**Conjunto de dados**.
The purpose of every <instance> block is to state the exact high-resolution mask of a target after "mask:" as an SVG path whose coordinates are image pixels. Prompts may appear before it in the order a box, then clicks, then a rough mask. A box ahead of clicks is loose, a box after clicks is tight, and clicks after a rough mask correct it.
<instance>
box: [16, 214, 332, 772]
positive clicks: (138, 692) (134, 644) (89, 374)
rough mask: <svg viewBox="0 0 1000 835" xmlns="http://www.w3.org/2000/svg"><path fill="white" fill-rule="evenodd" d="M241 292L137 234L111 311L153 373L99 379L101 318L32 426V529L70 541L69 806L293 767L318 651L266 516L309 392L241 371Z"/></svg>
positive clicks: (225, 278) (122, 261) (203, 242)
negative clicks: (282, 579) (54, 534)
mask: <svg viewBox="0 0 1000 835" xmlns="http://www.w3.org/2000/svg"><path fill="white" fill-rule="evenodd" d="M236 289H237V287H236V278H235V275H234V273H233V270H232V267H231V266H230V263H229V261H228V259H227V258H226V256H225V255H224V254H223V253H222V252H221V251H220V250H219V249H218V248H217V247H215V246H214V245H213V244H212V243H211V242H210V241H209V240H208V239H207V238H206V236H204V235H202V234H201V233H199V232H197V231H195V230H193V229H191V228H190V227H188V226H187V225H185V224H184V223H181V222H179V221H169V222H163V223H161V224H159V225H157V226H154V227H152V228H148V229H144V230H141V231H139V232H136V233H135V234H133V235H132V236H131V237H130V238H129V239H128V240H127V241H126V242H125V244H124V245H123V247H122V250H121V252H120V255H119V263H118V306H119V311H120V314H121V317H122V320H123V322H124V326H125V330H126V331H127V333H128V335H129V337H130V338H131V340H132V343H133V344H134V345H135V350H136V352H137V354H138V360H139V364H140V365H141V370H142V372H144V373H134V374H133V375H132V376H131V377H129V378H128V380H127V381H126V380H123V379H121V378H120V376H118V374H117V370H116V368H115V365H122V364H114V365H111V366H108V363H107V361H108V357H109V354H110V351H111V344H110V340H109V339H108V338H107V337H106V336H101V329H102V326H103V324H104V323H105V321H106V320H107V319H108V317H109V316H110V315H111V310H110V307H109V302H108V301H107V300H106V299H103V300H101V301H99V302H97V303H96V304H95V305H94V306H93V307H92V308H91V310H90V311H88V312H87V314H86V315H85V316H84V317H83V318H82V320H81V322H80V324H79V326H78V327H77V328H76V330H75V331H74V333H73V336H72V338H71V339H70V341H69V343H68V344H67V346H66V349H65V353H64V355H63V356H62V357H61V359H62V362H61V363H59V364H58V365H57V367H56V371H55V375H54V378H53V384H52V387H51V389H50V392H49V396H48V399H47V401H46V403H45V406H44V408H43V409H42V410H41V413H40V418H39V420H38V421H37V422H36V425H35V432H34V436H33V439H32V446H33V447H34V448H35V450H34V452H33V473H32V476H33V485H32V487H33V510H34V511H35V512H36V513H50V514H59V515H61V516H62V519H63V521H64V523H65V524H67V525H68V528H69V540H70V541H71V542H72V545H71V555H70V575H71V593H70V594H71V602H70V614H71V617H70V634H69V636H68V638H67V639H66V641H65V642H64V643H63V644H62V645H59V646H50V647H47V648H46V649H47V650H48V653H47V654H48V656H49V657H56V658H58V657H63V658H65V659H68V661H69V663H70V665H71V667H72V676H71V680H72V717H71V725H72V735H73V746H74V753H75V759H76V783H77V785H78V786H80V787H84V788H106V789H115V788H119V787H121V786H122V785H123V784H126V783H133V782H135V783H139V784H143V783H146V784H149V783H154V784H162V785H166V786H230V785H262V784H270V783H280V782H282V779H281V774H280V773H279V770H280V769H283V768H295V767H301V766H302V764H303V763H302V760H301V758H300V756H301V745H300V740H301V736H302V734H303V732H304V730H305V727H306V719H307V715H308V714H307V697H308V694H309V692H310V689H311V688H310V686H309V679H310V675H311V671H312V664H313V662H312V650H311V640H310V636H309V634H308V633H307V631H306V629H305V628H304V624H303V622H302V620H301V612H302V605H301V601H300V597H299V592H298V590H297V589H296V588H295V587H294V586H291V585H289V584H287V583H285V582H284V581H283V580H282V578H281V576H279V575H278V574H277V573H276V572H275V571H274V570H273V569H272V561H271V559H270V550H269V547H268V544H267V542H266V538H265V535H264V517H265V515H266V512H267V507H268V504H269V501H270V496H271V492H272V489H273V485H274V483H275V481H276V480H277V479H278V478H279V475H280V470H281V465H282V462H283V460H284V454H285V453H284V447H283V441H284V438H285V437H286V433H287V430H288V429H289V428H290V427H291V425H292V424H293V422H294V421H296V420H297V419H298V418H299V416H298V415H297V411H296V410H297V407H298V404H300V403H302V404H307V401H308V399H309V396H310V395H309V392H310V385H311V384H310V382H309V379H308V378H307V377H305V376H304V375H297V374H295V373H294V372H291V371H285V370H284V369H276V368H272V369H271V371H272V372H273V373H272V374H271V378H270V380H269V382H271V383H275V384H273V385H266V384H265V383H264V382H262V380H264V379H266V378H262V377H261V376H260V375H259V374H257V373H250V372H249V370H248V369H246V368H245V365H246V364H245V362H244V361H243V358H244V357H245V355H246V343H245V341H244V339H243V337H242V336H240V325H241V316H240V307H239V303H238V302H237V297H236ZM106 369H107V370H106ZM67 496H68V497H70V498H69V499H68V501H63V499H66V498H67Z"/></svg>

**Objetivo do exercício**. Reescreva todo o material acima trocando cada ocorrência de "rough mask" por "coarse mask" e mantendo todo o resto idêntico.

**Resposta**.
The purpose of every <instance> block is to state the exact high-resolution mask of a target after "mask:" as an SVG path whose coordinates are image pixels. Prompts may appear before it in the order a box, then clicks, then a coarse mask. A box ahead of clicks is loose, a box after clicks is tight, and clicks after a coarse mask correct it.
<instance>
box: [16, 214, 332, 772]
positive clicks: (138, 692) (134, 644) (89, 374)
coarse mask: <svg viewBox="0 0 1000 835" xmlns="http://www.w3.org/2000/svg"><path fill="white" fill-rule="evenodd" d="M241 292L137 234L111 311L153 373L99 379L101 318L32 426V529L70 541L69 806L293 767L318 651L266 516L309 392L241 371Z"/></svg>
positive clicks: (225, 278) (122, 261) (203, 242)
negative clicks: (282, 579) (54, 534)
mask: <svg viewBox="0 0 1000 835" xmlns="http://www.w3.org/2000/svg"><path fill="white" fill-rule="evenodd" d="M236 289H237V287H236V278H235V275H234V273H233V270H232V267H231V266H230V263H229V261H228V259H227V258H226V256H225V255H224V254H223V253H222V252H221V251H220V250H219V249H218V248H217V247H215V246H214V245H213V244H212V243H211V242H210V241H209V240H208V239H207V238H206V236H204V235H202V234H201V233H199V232H197V231H195V230H193V229H191V228H190V227H188V226H187V225H185V224H184V223H181V222H179V221H169V222H163V223H161V224H159V225H157V226H154V227H152V228H148V229H144V230H141V231H139V232H136V233H135V234H133V235H132V236H131V237H130V238H129V239H128V240H127V241H126V242H125V244H124V245H123V247H122V250H121V252H120V255H119V263H118V306H119V311H120V314H121V317H122V320H123V322H124V326H125V330H126V331H127V333H128V335H129V337H130V338H131V340H132V343H133V344H134V345H135V350H136V352H137V354H138V360H139V364H140V365H141V370H142V372H144V373H134V374H133V375H132V376H131V377H129V378H128V380H127V381H126V380H123V379H121V378H120V376H118V374H117V370H116V368H115V365H122V364H114V365H111V366H108V363H107V361H108V357H109V354H110V351H111V344H110V340H109V339H108V338H107V337H106V336H101V329H102V326H103V324H104V323H105V321H106V320H107V319H108V317H109V316H110V315H111V310H110V307H109V302H108V301H107V300H106V299H103V300H101V301H99V302H97V303H96V304H95V305H94V306H93V307H92V308H91V310H90V311H88V312H87V314H86V315H85V316H84V317H83V318H82V320H81V322H80V324H79V326H78V327H77V328H76V330H75V331H74V333H73V336H72V338H71V339H70V341H69V343H68V344H67V346H66V349H65V353H64V355H63V356H62V357H61V359H62V362H61V363H59V364H58V365H57V367H56V371H55V375H54V378H53V384H52V387H51V389H50V392H49V396H48V399H47V401H46V403H45V406H44V408H43V409H42V410H41V413H40V418H39V420H38V421H37V422H36V425H35V432H34V436H33V439H32V446H33V447H34V448H35V450H34V452H33V473H32V476H33V485H32V487H33V510H34V511H35V512H36V513H50V514H59V515H61V516H62V519H63V521H64V523H65V524H67V525H68V528H69V540H70V541H71V542H72V545H71V555H70V575H71V593H70V594H71V602H70V614H71V617H70V634H69V636H68V638H67V639H66V641H65V642H64V643H63V644H62V645H59V646H50V647H47V648H46V649H47V650H48V653H47V654H48V656H49V657H56V658H58V657H63V658H65V659H68V661H69V663H70V665H71V667H72V676H71V680H72V717H71V725H72V735H73V746H74V753H75V759H76V783H77V785H78V786H80V787H84V788H106V789H115V788H119V787H121V786H122V785H123V784H126V783H133V782H135V783H139V784H143V783H146V784H149V783H154V784H162V785H166V786H230V785H262V784H270V783H280V782H282V779H281V774H280V773H279V770H280V769H283V768H295V767H301V766H302V764H303V763H302V760H301V758H300V756H301V745H300V740H301V736H302V734H303V732H304V730H305V727H306V719H307V715H308V714H307V697H308V694H309V692H310V689H311V688H310V686H309V679H310V675H311V671H312V664H313V662H312V650H311V640H310V636H309V634H308V633H307V631H306V629H305V628H304V624H303V622H302V620H301V612H302V605H301V601H300V597H299V592H298V590H297V589H296V588H295V587H294V586H291V585H289V584H287V583H285V582H284V581H283V580H282V578H281V576H279V575H278V574H277V573H276V572H275V571H274V570H273V569H272V561H271V559H270V550H269V547H268V544H267V542H266V538H265V535H264V517H265V515H266V512H267V507H268V504H269V501H270V496H271V492H272V489H273V485H274V483H275V481H276V480H277V479H278V478H279V475H280V470H281V465H282V462H283V460H284V454H285V453H284V447H283V441H284V438H285V437H286V433H287V430H288V429H289V428H290V427H291V425H292V424H293V422H294V421H296V420H297V419H298V418H299V416H298V415H297V411H296V410H297V407H298V404H300V403H302V404H307V401H308V399H309V396H310V395H309V392H310V385H311V384H310V382H309V379H308V378H307V377H305V376H304V375H297V374H295V373H294V372H291V371H285V370H284V369H276V368H272V369H271V371H272V372H273V373H272V374H271V378H270V380H269V382H271V383H275V384H273V385H266V384H265V383H264V382H262V380H264V379H266V378H262V377H261V376H260V375H259V374H257V373H250V372H249V370H248V369H246V368H245V365H246V364H245V362H244V361H243V358H244V357H245V355H246V343H245V341H244V339H243V337H242V336H240V325H241V316H240V307H239V303H238V302H237V297H236ZM106 369H107V370H106ZM67 496H68V497H70V498H69V499H68V501H63V499H66V498H67Z"/></svg>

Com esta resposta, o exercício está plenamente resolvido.